= RINCIAN TUGAS =
Menurut kutipan tentang perundungan terhadap Najwa Shihab, kontroversi ucapan "nebeng" paling kencang menggema di platform apa?

Najwa Shihab, tokoh publik yang dikenal sebagai jurnalis dan presenter dengan kekritisannya, mendapat perundungan digital. Najwa diserang karena celetukannya saat melakukan siaran langsung menyaksikan pelantikan Presiden Prabowo Subianto dan Wakil Presiden Gibran Rakabuming Raka pada kanal Narasi.
Pada siaran yang didampingi oleh Andovi Da Lopez itu, Najwa mengkritisi pilihan transportasi mantan presiden Joko Widodo yang digunakan untuk pulang ke Solo setelah purnatugas pada 20 Oktober 2024. Awalnya, Jokowi akan menggunakan pesawat komersil, tetapi kemudian diganti menggunakan pesawat milik TNI AU lengkap dengan pesawat pengawal.
Menanggapi peristiwa itu, Najwa secara satir berceletuk “ga jadi komersil, sekarang nebeng TNI AU”. Ungkapan “nebeng” ini sebenarnya tidak jauh dari kasus perjalanan mewah Kaesang Pangarep ke Amerika Serikat. Kaesang diberitakan “nebeng” jet pribadi milik seorang pengusaha untuk pergi ke Amerika Serikat. Namun, ucapan “nebeng” Najwa ini kemudian bergulir menjadi kontroversi.
Kontroversi ini menggema paling kencang di TikTok. Warganet menganggap bahwa ucapan itu tidak etis diucapkan pada Jokowi setelah menjabat sebagai orang nomor satu di Indonesia selama satu dekade. Sayangnya, suara warganet menjadi semakin liar. Muncul seruan-seruan perundungan, rasis, seksis, dan ujaran-ujaran kebencian lainnya yang bahkan mengarah ke pelecehan.
Perundungan pada Najwa
Pengguna TikTok yang keras membalas ucapan “nebeng” Najwa Shihab adalah Ali Hamza melalui akun @alinezad. Ali Hamza termasuk orang yang pertama kali mengunggah video kontroversi “nebeng” Najwa Shihab pada tanggal 22 Oktober 2024. Di video itu, Ali bermain-main dengan istilah “nebeng” sembari menjatuhkan karakter Najwa yang ia anggap sudah tua dan benci terhadap Jokowi sehingga membuat argumen Najwa terlalu bias dan tidak logis. Ali Hamza pun terpantau telah beberapa kali menyerang Najwa, pihak-pihak yang bersimpati pada gerakan Peringatan Darurat, dan etnis Rohingya melalui video TikToknya.

= DATA YANG DIBERIKAN =
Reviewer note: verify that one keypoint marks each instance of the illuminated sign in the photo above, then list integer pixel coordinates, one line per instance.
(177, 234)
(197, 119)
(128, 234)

= JAWABAN DI BAWAH =
Di TikTok.